Page:

In October, I left my hometown of Springfield and reported for active duty service as an officer in the Marine Corps.  While I do not want to overstate this, I am aware of the sacrifice involved and the potential cost of being a Marine.  Although the war in Iraq has come to a close and the war in Afghanistan draws to an end, I enter into an organization that brags to be the “First to Fight,” the “Tip of the Spear,” and  “America’s Expeditionary Force in Readiness.”  

As I see it, I follow in the footsteps of all those who have gone before me that made tremendous sacrifices to defend America from those that have posed a threat to our interests.  

As a student and teacher of history, I have often pondered what caused prior generations to volunteer for service, knowing that they would likely be ordered into harm’s way.  I remember having discussions with my history professor, Dr. Den Hartog, and a Vietnam combat veteran and mentor, Lt. Colonel G.B. Simon, USMC (Ret.), what inspires men to fight.  Now, as I have begun my active duty service in the Marines, I find that question particularly relevant.  Except, I can’t just ask it of someone else, I must be able to look in the mirror and have my own answer.

Excerpted data:

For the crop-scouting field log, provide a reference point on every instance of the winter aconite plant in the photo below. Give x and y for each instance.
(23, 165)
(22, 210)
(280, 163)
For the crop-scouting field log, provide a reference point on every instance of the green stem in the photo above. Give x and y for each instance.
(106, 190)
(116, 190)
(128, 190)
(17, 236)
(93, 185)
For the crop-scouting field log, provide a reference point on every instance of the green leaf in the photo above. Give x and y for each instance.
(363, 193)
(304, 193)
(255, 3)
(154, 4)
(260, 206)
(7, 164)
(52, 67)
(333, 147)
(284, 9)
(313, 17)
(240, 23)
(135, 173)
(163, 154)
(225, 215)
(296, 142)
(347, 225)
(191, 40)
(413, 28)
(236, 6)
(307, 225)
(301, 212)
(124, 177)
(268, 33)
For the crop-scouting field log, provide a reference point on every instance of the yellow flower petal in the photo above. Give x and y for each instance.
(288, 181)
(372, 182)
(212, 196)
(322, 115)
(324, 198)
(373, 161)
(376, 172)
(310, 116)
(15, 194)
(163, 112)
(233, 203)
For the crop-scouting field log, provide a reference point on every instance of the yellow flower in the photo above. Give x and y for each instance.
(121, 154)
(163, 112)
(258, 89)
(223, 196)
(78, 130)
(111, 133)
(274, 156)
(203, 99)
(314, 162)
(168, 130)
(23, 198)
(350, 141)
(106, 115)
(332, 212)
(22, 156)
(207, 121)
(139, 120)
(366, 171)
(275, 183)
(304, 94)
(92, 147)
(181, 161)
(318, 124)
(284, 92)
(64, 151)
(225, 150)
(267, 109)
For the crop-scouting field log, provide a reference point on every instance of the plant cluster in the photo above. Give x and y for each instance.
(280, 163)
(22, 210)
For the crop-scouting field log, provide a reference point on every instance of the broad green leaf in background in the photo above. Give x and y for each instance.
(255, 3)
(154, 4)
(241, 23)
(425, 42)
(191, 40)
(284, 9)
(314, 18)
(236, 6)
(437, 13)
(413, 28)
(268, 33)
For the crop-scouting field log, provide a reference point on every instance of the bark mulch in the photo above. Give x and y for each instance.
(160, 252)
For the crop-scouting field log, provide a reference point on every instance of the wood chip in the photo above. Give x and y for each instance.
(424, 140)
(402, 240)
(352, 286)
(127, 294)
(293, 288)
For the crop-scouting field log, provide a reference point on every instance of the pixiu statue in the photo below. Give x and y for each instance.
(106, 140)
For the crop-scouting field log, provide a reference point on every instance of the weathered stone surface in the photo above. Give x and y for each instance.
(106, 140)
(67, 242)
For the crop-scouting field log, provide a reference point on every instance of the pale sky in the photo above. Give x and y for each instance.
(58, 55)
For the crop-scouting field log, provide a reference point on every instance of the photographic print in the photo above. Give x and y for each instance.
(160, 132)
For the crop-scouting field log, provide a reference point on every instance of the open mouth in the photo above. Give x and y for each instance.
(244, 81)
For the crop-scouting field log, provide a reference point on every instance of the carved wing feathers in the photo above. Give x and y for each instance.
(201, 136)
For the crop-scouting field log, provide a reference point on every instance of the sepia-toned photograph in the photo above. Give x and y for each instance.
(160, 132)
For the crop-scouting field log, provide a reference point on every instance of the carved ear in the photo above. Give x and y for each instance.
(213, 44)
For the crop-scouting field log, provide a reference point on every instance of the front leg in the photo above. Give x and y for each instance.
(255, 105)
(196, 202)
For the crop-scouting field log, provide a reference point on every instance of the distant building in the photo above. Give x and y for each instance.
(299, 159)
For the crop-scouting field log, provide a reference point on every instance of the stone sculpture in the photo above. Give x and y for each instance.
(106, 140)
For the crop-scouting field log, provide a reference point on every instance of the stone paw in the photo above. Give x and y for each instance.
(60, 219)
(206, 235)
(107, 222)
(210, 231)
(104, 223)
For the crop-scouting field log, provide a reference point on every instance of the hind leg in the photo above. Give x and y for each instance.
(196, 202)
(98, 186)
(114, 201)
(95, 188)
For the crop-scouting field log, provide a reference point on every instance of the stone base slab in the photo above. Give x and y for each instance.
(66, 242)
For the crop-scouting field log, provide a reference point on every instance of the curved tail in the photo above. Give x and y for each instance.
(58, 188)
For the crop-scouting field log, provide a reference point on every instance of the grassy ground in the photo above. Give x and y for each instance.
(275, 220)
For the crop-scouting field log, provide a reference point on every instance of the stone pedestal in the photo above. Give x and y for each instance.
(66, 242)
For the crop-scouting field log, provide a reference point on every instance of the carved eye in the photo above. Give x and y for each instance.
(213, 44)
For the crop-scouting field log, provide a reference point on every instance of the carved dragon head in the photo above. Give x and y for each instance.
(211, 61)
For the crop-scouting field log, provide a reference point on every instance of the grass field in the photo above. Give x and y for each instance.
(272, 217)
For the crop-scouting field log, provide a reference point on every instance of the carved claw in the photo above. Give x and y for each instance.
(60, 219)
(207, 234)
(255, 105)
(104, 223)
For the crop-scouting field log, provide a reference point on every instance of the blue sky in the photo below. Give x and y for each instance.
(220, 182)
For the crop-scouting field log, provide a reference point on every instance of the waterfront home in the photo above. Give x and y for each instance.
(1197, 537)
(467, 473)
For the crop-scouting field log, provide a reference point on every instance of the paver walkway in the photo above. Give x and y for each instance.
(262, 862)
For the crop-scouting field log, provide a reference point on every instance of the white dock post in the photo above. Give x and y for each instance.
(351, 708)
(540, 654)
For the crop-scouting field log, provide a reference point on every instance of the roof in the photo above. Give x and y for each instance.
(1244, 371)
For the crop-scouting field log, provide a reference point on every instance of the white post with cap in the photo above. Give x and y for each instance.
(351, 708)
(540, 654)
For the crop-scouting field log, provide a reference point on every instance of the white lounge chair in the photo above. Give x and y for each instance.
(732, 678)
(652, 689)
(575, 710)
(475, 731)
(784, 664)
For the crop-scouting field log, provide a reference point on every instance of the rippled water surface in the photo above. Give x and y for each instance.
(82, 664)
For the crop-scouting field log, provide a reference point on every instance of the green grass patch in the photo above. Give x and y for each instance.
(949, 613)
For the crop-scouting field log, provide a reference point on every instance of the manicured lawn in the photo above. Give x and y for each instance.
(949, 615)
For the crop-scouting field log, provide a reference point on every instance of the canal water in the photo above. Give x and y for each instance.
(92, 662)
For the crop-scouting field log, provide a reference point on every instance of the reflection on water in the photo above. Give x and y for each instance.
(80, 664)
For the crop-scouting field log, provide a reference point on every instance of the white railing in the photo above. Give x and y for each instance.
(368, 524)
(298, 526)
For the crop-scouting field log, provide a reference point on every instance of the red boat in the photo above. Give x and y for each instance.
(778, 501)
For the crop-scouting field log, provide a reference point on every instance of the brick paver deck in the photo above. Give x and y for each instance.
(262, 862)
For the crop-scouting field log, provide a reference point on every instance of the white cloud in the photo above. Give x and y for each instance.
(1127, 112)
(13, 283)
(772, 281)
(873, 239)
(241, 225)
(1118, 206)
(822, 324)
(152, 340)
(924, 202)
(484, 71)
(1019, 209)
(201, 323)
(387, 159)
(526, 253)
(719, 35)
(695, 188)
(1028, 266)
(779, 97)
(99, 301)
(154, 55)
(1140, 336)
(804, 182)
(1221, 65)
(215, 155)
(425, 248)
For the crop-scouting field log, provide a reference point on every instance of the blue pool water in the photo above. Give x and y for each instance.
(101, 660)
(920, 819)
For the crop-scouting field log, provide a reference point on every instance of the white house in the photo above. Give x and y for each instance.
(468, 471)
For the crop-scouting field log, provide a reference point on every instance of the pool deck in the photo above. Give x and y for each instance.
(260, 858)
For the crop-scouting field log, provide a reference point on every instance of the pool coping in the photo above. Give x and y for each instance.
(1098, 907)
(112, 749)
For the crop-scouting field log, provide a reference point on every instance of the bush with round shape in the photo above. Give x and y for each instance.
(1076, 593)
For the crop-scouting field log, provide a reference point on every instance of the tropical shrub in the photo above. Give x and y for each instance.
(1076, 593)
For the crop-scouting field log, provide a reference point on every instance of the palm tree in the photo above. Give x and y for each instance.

Request: Extend the reflection on entering active duty as a Marine Corps officer, starting after its last sentence.

Answer to the task:
I know why I became a Marine.  It was not to get education benefits, travel the world, or escape my hometown of Springfield.  Like so many of my fellow Marines and service members, the answer is simple.   I want to serve my country.  It may sound like a hollow cliché, but to me it runs through every fiber of my being.  

You see, as if it were yesterday, I remember sitting in the living room with chicken pox as an 11-year-old boy watching those towers fall down.  I went to bed that night dreaming of being able to protect my country.  

Throughout the formative years of my life, I followed the wars in Afghanistan and Iraq closely.  I decided when I was 16 that as soon as I got to college, I would apply for the Marine officer program.  I wanted to do my part and follow in the footsteps of those that were searching the mountains of Afghanistan for Al Qaeda and clearing insurgent ridden cities in Iraq.  

It is a simple thing to say that I want to serve my country.  However, the question that immediately follows is more complex.  What is my country?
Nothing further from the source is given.